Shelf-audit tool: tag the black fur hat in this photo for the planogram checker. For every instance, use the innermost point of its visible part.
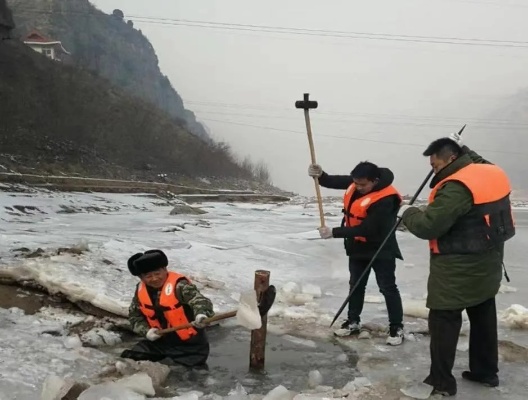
(151, 260)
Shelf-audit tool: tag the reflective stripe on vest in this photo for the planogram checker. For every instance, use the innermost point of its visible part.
(169, 304)
(487, 183)
(357, 211)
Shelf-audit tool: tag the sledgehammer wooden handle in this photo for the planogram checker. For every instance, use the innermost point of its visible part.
(316, 179)
(214, 318)
(306, 104)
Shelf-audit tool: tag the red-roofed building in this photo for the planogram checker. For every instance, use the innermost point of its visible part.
(50, 48)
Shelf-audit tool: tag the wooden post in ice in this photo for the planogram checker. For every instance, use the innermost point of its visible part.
(257, 351)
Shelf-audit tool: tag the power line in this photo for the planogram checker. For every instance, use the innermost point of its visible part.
(264, 107)
(334, 34)
(308, 32)
(514, 127)
(268, 128)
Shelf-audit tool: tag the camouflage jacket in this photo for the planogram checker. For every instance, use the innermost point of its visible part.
(188, 295)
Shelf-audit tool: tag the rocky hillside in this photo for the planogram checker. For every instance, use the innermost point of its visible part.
(62, 118)
(108, 45)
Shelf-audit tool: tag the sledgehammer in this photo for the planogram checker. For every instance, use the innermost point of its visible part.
(306, 105)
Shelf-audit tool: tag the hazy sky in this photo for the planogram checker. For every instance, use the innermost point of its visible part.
(379, 100)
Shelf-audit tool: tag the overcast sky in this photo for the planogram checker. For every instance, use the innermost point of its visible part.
(379, 100)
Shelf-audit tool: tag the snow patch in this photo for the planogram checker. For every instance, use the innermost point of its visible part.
(515, 317)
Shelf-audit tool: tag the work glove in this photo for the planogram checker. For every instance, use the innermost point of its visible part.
(457, 138)
(325, 232)
(315, 170)
(152, 334)
(198, 321)
(402, 209)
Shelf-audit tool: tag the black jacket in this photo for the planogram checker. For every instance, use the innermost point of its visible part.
(381, 217)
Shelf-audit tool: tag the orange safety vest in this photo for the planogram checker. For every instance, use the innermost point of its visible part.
(489, 222)
(356, 211)
(169, 304)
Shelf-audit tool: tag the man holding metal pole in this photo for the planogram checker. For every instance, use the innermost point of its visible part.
(466, 222)
(370, 207)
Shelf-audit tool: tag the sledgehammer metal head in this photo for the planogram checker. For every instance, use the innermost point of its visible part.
(306, 104)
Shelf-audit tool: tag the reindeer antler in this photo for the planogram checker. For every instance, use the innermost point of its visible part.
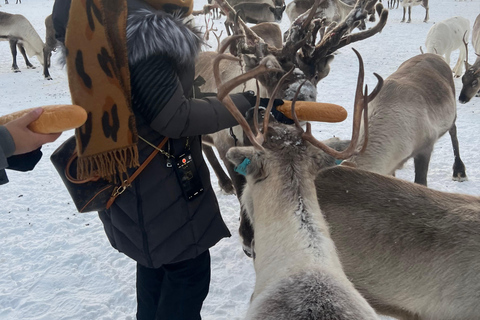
(361, 106)
(223, 90)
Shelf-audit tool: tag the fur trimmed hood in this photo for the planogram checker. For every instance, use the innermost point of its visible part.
(152, 32)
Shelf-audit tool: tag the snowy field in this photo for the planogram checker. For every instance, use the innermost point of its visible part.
(58, 264)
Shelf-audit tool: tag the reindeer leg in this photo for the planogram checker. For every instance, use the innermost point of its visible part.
(46, 62)
(458, 166)
(458, 69)
(24, 54)
(426, 15)
(421, 162)
(13, 49)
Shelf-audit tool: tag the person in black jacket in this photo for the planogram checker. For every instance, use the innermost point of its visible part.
(169, 218)
(19, 146)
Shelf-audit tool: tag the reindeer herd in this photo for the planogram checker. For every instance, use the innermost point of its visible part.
(346, 241)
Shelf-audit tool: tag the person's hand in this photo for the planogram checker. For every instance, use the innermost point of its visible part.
(280, 117)
(25, 139)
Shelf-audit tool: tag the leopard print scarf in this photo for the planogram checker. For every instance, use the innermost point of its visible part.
(99, 81)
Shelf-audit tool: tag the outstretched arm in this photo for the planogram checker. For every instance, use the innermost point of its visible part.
(158, 96)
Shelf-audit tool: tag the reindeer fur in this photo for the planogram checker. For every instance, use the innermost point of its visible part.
(447, 36)
(412, 252)
(19, 32)
(298, 273)
(415, 107)
(471, 77)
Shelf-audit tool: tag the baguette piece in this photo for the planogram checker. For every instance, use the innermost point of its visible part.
(54, 119)
(314, 111)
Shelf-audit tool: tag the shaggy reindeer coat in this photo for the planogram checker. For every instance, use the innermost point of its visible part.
(152, 222)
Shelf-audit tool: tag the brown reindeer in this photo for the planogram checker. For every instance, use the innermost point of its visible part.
(471, 77)
(415, 107)
(411, 3)
(298, 273)
(19, 32)
(311, 65)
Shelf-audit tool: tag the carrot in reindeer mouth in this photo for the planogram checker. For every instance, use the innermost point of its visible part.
(314, 111)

■ Assignment ■
Leave the pictures out and copy the rest of the data exactly.

■ Your response ■
Shelf-audit tool: tag the black fur hat in this photo for the planogram checker. For every instance, use the innermost point of its visible part.
(151, 260)
Shelf-audit tool: tag the reflective stripe on vest in this photo for the planogram checker. For every instance, use the innermost point of its visible part.
(169, 304)
(487, 183)
(357, 211)
Shelf-audit tool: tag the sledgehammer wooden handle in this photo for the planogram checker. For every instance, use the innermost point of its visible part.
(316, 179)
(214, 318)
(306, 104)
Shelf-audit tool: tag the red-roofed building in this photo for the planogram checker. For every instance, use the innermost point of its visible part.
(50, 48)
Shelf-audit tool: tag the wooden post in ice in this photo for the planogram checker. For every instance, use the innermost point of its visible part.
(257, 351)
Shelf-audit tool: tag the power line in this photo for the planogram checker. For every instance, use the innermost point of its visible part.
(264, 107)
(334, 34)
(308, 32)
(514, 127)
(268, 128)
Shelf-audit tool: tag the camouflage jacket in this photo for the planogram checker. For every instance, use the innermost point of its visible part.
(188, 295)
Shelf-audit tool: tag the rocky hillside in this photo for the planogram checker. For every instance, use the innermost point of its visible part.
(62, 118)
(108, 45)
Shelf-audit tool: tag the sledgehammer in this photo for the planogram checker. For every instance, use the innermost point of its visible part.
(306, 105)
Shelf-audit tool: tag the hazy sky in this photo for the planogram checker. For every instance, use the innermost point of its visible part.
(379, 100)
Shelf-audit tool: tag the overcast sky in this photo for the planogram checker. For every instance, use the innermost point of its visible part.
(379, 100)
Shelf-audit tool: tag the snow patch in this photo for the planogram checker. For every instance, use the innermost point of its visible part.
(515, 317)
Shelf-audit tool: tag the work glove in this photo for the planogram checker. For every instance, use the innermost point of its visible part.
(457, 138)
(325, 232)
(315, 170)
(152, 334)
(198, 321)
(402, 209)
Shelf-audit tool: tag the black jacket in this photo for the planogram checker. For every instance, use the innermost point of its visible part.
(381, 217)
Shelf-audit tool: tag the orange safety vest in this photo for the planogram checker. For every instance, use the innermost point of its visible part.
(489, 222)
(356, 211)
(169, 304)
Shelf-audit tool: tag the man holding metal pole in this photo for the planogram checker. For every instance, use the innermost point of its visible part.
(466, 222)
(370, 207)
Shelf-audit tool: tag the sledgehammer metal head in this photo for the planogram checker. For every instance, use the innermost point of its visible part.
(306, 104)
Shelf-audit tool: tag the reindeer antler in this photo for the planogram checker. For every instance, use the innermost point of its visible part.
(361, 106)
(223, 90)
Shelf-audit tool: tag the fur trimmed hood in this photo for the planogram checker. For every instance, use the innermost point of its visible part.
(152, 32)
Shelf-audit tool: tag the snowy field in this photo for the planogram checker. For every instance, use the innermost point of its visible part.
(58, 264)
Shelf-audit tool: tag the reindeer leg in this photo for the planogram checker. For every instance, use the innermost point of its visible part.
(46, 62)
(458, 166)
(458, 69)
(24, 54)
(426, 15)
(421, 162)
(13, 49)
Shelf-audit tool: tag the person in black jacket in this photo for the planogram checker. For every instance, use the innermost point of its visible part.
(169, 218)
(19, 146)
Shelf-audit tool: tag the reindeer herd in this photo for the planogram checker. For every instance, use the innermost point of its visible part.
(346, 241)
Shelf-audit tool: tag the person's hand in this photo for the planogram checker. For every instance, use the innermost point of its visible part.
(280, 117)
(25, 139)
Shelf-audit tool: tag the leopard print scarf in this photo for the planogram checker. For every instance, use the innermost point of its visible part.
(99, 81)
Shelf-audit tool: tag the outstretched arm in this photo for the planogram checker. For every instance, use the innermost point of its visible part.
(158, 96)
Shelf-audit tool: tag the reindeer fur in this photo for the planogram checker. For every instance, use the innermost point of its visible part.
(447, 36)
(412, 252)
(19, 32)
(298, 273)
(415, 107)
(471, 77)
Shelf-audit tool: tag the baguette piece in this photo for the planogram checker. For every instance, use the innermost point of its visible part.
(54, 119)
(314, 111)
Shelf-audit tool: tag the shaggy reindeer coat in this photo for the planogram checker. For every instance, use the innermost point of its visible part.
(152, 222)
Shelf-audit tool: tag the brown reindeer in this photo for the planogram checker. For every instance, use the innermost point of its visible part.
(471, 77)
(415, 107)
(411, 3)
(298, 273)
(19, 32)
(311, 65)
Shelf-audit tool: tag the carrot in reindeer mouth in this photo for the planogram checker. For every instance, use the innermost point of its visible part.
(314, 111)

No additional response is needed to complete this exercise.